EXTRACT PROVIDED =
══════

This paper contains 9 sections, 6 equations, 5 figures, 1 table.

Figures (5)

  • Figure 1: Overview of ICME observations. (a) Heliocentric distance at which all events in the ICMECAT catalog were observed over time. Each dot represents an ICME observation, with colors corresponding to the different spacecraft by which they were observed in situ. (b) Longitude and radial distance (HEEQ) of all spacecraft positions at time of ICME observation, up to 1.6 au. (c) Heliocentric distance coverage of ICME events observed in the inner heliosphere ($\sim$$<$ 1 au) since the launch of PSP in 2018, with an extension of the PSP orbit up to 2030 (gray line). (d) Coverage in latitude (HEEQ) of ICME events observed in the inner heliosphere from 2018 onwards with the Solar Orbiter trajectory (gray line) extended up to 2030.
  • Figure 2: An example in situ observation of an ICME in the presented ICMECAT catalog: Solar Orbiter observed this event at a minimum distance of 0.29 au on 2023 April 10. From left to right, the vertical lines state the shock arrival time and the beginning and end times of the magnetic obstacle, which in this case is a well defined magnetic flux rope of south-east-north type. The panels from top to bottom show magnetic field components (in RTN coordinates) and total field, proton bulk speed, proton density, and proton temperature.
  • Figure 3: In situ CME observations close to the Sun: The total magnetic field and components of all six ICMEs observed by PSP/FIELDS until 2025 April 30 at distances $< 0.23$ au, starting with the closest event in 2022 September 5. Each panel shows the magnetic field in RTN coordinates, with the event start date and the minimum heliocentric distance PSP reached during the full ICME observation (between ICME start time and MO end time). From left to right, the vertical black lines delineate the ICME start time, the MO start time and MO end time. When there are only two vertical lines in panels (b) and (c), they mark the MO start time and MO end time.

══════

DATA RECORDS =

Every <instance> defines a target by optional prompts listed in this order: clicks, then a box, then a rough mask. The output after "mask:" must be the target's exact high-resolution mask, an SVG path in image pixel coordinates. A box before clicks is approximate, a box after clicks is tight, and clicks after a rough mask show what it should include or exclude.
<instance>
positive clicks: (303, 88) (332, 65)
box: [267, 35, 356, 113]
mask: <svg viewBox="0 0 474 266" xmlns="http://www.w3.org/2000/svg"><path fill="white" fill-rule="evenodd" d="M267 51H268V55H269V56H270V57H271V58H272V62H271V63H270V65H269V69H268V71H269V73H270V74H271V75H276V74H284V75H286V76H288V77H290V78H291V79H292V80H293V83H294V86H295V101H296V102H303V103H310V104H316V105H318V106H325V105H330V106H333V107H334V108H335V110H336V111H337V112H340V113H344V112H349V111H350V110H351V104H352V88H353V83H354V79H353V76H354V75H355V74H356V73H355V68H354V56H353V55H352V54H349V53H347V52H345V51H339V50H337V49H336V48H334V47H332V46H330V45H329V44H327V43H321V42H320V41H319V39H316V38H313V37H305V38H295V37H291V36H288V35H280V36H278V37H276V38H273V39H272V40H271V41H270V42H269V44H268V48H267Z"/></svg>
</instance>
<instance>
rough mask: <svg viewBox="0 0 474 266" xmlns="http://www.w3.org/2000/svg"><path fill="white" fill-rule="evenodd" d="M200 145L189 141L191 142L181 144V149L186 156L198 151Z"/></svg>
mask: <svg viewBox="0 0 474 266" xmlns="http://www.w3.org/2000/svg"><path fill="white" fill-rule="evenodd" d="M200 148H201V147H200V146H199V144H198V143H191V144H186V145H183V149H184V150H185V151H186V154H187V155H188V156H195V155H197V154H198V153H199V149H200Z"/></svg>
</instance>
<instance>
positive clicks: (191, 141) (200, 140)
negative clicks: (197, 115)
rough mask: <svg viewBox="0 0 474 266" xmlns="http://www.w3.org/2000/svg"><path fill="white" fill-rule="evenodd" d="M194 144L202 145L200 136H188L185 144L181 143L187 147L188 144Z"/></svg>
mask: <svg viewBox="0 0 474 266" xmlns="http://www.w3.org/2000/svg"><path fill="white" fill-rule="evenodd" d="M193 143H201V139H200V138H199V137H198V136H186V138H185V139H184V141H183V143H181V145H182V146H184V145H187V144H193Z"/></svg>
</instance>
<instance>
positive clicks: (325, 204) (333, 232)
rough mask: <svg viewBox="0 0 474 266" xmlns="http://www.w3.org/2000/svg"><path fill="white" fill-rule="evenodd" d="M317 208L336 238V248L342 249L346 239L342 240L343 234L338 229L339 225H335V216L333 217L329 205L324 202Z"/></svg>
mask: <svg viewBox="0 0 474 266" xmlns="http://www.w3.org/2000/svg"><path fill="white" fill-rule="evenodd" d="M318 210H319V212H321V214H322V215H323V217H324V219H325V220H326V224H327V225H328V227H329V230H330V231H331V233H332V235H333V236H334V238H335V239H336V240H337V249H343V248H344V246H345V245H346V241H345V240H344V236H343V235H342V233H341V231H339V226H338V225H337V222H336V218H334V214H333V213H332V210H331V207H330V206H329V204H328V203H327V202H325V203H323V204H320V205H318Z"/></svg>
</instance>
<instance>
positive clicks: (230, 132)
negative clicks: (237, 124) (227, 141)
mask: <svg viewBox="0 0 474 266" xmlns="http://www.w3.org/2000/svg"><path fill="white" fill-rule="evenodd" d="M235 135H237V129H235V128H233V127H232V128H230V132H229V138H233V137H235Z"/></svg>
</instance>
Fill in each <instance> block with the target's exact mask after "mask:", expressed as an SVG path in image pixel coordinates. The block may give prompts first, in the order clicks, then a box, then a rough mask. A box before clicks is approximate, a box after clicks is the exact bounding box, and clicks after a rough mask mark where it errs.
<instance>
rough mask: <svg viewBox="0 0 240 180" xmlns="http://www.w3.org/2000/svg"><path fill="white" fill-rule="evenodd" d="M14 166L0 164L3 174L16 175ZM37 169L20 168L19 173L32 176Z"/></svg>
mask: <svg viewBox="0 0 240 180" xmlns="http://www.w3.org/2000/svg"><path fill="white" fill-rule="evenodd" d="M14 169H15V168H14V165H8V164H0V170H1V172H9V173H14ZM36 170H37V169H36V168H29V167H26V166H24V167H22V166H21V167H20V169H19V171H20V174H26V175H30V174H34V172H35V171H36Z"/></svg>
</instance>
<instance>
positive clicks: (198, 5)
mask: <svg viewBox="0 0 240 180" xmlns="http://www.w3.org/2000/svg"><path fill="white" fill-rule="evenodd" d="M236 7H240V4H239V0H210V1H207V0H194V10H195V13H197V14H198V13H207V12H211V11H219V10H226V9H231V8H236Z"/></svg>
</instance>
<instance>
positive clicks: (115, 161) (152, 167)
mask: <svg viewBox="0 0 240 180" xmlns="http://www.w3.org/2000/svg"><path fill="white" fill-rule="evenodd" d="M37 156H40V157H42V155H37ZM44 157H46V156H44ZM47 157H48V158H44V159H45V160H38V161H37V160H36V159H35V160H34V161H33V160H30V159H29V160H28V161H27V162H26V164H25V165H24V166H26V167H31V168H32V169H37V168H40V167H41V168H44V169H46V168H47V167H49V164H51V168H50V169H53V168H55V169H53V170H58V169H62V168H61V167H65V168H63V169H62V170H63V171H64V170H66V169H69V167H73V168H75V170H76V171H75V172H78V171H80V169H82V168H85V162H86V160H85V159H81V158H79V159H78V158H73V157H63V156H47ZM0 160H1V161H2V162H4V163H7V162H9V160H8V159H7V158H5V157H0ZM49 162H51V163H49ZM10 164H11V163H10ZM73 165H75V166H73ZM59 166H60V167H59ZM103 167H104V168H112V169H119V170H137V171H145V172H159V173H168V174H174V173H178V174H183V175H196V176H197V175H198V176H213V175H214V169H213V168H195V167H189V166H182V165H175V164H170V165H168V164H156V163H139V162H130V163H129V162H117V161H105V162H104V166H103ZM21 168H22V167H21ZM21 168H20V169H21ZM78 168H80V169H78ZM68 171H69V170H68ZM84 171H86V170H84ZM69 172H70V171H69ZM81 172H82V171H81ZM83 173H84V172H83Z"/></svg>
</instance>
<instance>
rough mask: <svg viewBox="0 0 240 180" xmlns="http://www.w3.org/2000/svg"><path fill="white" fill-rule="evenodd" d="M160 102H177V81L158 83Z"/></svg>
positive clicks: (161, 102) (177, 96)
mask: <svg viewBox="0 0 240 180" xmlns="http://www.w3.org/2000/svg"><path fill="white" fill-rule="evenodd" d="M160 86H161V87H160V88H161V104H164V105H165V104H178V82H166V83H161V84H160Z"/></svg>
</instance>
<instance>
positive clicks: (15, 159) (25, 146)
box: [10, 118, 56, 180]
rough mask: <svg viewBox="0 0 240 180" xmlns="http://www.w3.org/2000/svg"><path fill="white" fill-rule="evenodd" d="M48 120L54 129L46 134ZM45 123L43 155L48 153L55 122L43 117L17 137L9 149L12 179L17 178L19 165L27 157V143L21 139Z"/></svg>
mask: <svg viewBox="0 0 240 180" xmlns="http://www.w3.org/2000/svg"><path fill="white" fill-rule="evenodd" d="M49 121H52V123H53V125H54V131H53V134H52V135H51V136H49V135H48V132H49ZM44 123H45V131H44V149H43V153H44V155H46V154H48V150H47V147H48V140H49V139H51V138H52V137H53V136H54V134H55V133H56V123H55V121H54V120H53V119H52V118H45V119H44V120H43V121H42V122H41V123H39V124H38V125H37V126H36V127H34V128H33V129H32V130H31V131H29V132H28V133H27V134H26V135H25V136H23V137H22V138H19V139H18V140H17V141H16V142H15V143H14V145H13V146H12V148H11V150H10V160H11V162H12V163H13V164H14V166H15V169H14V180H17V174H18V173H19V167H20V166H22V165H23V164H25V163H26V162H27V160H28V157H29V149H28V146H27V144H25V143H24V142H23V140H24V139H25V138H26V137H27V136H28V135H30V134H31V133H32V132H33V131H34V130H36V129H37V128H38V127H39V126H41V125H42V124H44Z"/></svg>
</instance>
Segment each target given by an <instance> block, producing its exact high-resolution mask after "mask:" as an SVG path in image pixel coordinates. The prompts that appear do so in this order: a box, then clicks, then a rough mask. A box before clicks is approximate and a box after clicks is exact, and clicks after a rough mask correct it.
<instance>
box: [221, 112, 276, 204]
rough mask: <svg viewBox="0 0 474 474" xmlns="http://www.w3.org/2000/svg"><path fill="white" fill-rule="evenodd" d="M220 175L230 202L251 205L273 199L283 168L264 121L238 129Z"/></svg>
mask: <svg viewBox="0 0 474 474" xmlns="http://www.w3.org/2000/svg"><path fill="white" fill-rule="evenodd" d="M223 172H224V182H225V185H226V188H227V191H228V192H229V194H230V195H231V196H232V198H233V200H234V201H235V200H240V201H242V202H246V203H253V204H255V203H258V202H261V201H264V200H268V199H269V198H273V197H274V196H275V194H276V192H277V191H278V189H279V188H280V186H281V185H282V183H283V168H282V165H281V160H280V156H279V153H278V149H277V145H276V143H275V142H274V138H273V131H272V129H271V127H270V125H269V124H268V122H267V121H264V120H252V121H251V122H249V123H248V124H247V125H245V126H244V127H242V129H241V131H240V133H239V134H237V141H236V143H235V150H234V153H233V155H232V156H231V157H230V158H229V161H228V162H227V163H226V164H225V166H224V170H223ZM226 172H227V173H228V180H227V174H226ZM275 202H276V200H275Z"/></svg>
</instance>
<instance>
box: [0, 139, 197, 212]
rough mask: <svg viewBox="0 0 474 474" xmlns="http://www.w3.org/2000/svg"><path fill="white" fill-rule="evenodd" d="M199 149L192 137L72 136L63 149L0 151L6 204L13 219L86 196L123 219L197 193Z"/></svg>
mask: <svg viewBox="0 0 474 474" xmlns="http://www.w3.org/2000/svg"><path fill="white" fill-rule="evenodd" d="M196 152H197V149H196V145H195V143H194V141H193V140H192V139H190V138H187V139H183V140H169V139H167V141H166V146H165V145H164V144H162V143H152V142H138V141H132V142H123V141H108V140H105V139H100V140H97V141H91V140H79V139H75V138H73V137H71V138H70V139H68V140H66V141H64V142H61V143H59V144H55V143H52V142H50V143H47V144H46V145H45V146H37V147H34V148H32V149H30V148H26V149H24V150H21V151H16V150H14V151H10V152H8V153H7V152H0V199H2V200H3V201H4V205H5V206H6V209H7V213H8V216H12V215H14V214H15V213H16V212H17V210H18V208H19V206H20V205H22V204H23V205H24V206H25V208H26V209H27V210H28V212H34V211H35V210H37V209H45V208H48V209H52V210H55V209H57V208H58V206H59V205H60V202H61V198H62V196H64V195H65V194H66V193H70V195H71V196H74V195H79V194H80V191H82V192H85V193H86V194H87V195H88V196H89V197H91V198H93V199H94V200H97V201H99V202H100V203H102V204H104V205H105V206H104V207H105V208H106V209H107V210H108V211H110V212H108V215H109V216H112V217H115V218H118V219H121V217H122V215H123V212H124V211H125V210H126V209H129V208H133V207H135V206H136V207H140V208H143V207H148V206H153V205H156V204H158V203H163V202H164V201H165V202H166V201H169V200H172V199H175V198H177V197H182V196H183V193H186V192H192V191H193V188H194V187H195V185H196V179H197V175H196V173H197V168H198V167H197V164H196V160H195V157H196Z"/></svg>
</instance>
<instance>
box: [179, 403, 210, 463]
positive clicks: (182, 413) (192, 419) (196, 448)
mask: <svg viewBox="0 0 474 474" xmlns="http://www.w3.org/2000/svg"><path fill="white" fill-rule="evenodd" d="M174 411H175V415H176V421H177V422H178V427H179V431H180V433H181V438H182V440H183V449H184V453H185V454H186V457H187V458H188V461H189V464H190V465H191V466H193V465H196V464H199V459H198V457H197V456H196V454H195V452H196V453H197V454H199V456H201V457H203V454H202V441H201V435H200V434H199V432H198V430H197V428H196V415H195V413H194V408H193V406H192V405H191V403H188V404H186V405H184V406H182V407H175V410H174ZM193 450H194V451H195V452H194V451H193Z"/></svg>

══════

ACTIVITY A = In the ICME figure captions, on what date did Solar Orbiter observe the example event shown in Figure 2?
ACTIVITY B = Please continue the ICME figure captions from where they stop.
The entries have no role here.

TASK ANSWER A = 2023 April 10

TASK ANSWER B =
  • Figure 4: Evolution of ICME total magnetic field strength in their magnetic obstacles with increasing heliocentric distance. (a) Each dot represents the mean magnetic field of the magnetic obstacle $\langle B_{MO}(R) \rangle$ of an observed ICME by one of the 11 spacecraft indicated in the legend. The solid black line is a direct power law fit to $\langle B_{MO}(R) \rangle$ versus heliocentric distance, $R$. The grey dashed lines show the $3\sigma$ spread in the fit results (see text). The dashed-dotted red line is a power law fit to the maximum magnetic field in the CME magnetic obstacle $\max(B_{MO}(R))$ versus $R$. The resulting power law formulas are indicated on the plot. (b) Similar plot in log10-log10 space with a linear fit restricted to events $< 1.02$ au. (c) Plot in log10-log10 space and fit for all events (0.07 to 5.4 au).
  • Figure 5: Connecting the power law for the ICME magnetic obstacle (MO) to solar magnetic field strengths. The power law for the MO mean magnetic field with an exponent of $k=-1.57$ (solid black line) is compared to continuous in situ observations of the total magnetic field by PSP/FIELDS (thin green line, all data between 2018 October 2 and 2025 April 30) and Solar Orbiter/MAG (thin blue line, 2020 April 15 to 2025 May 31 May). The mean magnetic field in the MO is indicated for ICME events in the ICMECAT by MESSENGER, BepiColombo, PSP and Solar Orbiter as dots (see legend). The multipole power law fit for active regions is represented by the orange solid line, with $k_1=-1.57$ and $k_2=-6$. The multipole power law for the quiet Sun is given by the blue solid line ($k_1=-1.57$ and $k_2=-4$). The black, blue and orange solid lines all merge into a single line around 0.05 au.